Exercise description:
Provide the material again, with every line intact and exact.

Working data:
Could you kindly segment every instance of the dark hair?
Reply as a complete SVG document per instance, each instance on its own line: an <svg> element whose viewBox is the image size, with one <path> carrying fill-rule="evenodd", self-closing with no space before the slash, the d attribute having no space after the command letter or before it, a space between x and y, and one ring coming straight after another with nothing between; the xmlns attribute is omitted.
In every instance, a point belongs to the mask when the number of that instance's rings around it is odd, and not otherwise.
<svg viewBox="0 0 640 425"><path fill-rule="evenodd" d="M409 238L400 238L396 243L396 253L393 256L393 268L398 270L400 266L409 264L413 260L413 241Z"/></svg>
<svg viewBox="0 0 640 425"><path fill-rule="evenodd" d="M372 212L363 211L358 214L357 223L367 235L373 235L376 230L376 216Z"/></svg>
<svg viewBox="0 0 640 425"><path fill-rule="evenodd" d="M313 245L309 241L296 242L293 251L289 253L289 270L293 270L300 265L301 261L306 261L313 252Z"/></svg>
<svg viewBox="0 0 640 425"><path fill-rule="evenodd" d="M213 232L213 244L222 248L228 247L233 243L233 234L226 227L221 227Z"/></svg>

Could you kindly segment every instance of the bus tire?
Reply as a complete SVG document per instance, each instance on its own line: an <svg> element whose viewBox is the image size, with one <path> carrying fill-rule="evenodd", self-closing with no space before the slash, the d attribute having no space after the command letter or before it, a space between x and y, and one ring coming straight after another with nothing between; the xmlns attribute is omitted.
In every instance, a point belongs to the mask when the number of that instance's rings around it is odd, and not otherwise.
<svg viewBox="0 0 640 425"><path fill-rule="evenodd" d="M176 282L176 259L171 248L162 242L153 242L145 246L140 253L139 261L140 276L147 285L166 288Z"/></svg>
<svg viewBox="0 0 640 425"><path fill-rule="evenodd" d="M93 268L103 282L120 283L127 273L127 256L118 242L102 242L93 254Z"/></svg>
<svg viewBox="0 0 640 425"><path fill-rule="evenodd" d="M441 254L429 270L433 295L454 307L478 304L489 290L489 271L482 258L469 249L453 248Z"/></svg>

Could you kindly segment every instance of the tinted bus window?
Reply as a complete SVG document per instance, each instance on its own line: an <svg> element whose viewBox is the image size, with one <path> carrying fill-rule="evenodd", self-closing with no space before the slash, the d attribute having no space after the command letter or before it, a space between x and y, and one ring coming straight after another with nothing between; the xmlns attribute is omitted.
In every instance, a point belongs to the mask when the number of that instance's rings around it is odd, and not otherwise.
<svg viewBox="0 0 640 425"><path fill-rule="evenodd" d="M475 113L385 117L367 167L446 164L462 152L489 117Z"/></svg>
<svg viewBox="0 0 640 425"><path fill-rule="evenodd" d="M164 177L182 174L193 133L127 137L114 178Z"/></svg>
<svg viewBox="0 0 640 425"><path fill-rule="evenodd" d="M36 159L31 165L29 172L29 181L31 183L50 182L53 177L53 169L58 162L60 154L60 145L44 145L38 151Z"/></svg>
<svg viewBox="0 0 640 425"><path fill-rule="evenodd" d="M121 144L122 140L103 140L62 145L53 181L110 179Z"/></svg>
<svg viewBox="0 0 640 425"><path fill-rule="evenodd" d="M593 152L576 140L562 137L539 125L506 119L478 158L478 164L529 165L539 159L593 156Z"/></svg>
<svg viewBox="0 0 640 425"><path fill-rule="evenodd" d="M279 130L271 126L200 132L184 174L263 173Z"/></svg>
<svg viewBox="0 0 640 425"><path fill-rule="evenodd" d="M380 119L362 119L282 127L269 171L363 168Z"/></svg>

Answer to this task:
Could you kindly segment every instance of the dark hair?
Reply as a complete SVG document per instance, each instance on its own line: an <svg> element whose viewBox is the image size, with one <path> carrying fill-rule="evenodd", self-closing with no space before the slash, the d attribute having no space after the command letter or before it, a space between x and y, and one ring coming straight after another with nothing between; the xmlns attribute is omitted.
In every instance, a point belongs to the mask when the number of that instance's rings around it is odd, and not otherwise.
<svg viewBox="0 0 640 425"><path fill-rule="evenodd" d="M409 238L400 238L396 243L396 253L393 256L393 268L398 270L400 266L409 264L413 260L413 241Z"/></svg>
<svg viewBox="0 0 640 425"><path fill-rule="evenodd" d="M372 212L363 211L358 214L357 223L367 235L373 235L376 230L376 216Z"/></svg>
<svg viewBox="0 0 640 425"><path fill-rule="evenodd" d="M313 245L309 241L296 242L293 251L289 253L289 270L293 270L300 265L301 261L306 261L313 252Z"/></svg>
<svg viewBox="0 0 640 425"><path fill-rule="evenodd" d="M213 232L213 244L222 248L228 247L233 243L233 234L226 227L221 227Z"/></svg>

Could you kindly segment every instance of the bus tire?
Reply as a complete SVG document per instance, each instance on its own line: an <svg> element whose viewBox is the image size, with one <path> carrying fill-rule="evenodd", self-closing with no space before the slash, the d attribute having no space after the command letter or before it, a space between x and y, and one ring coming straight after another with nothing between; the xmlns attribute is omitted.
In every instance, a point belongs to the mask when the number of that instance's rings around it is odd, and not otherwise.
<svg viewBox="0 0 640 425"><path fill-rule="evenodd" d="M176 282L176 259L171 248L162 242L153 242L145 246L140 253L139 261L140 276L147 285L166 288Z"/></svg>
<svg viewBox="0 0 640 425"><path fill-rule="evenodd" d="M93 268L103 282L120 283L127 273L127 256L118 242L102 242L93 254Z"/></svg>
<svg viewBox="0 0 640 425"><path fill-rule="evenodd" d="M441 254L429 270L433 295L454 307L478 304L489 290L489 271L482 258L469 249L453 248Z"/></svg>

Could you kindly segment every instance of the tinted bus window?
Reply as a complete SVG document per instance, each instance on its own line: an <svg> element whose viewBox is the image size, with one <path> carrying fill-rule="evenodd", self-closing with no space before the slash, the d attribute having no space after the command letter or before it, a space between x and y, and one ring coming straight after another with nothing between; the xmlns attribute is omitted.
In every instance, a point belongs to the mask when the number of that instance's rings around it is odd, and not otherwise.
<svg viewBox="0 0 640 425"><path fill-rule="evenodd" d="M475 113L385 117L367 167L446 164L462 152L489 117Z"/></svg>
<svg viewBox="0 0 640 425"><path fill-rule="evenodd" d="M164 177L182 174L193 133L127 137L114 178Z"/></svg>
<svg viewBox="0 0 640 425"><path fill-rule="evenodd" d="M36 159L31 165L29 172L29 181L31 183L50 182L53 177L53 169L58 162L60 154L60 145L44 145L38 151Z"/></svg>
<svg viewBox="0 0 640 425"><path fill-rule="evenodd" d="M121 144L122 140L103 140L62 145L53 181L110 179Z"/></svg>
<svg viewBox="0 0 640 425"><path fill-rule="evenodd" d="M593 152L576 140L562 137L539 125L506 119L478 158L478 164L529 165L539 159L593 156Z"/></svg>
<svg viewBox="0 0 640 425"><path fill-rule="evenodd" d="M279 130L271 126L200 132L184 174L263 173Z"/></svg>
<svg viewBox="0 0 640 425"><path fill-rule="evenodd" d="M380 119L362 119L282 127L269 171L363 168Z"/></svg>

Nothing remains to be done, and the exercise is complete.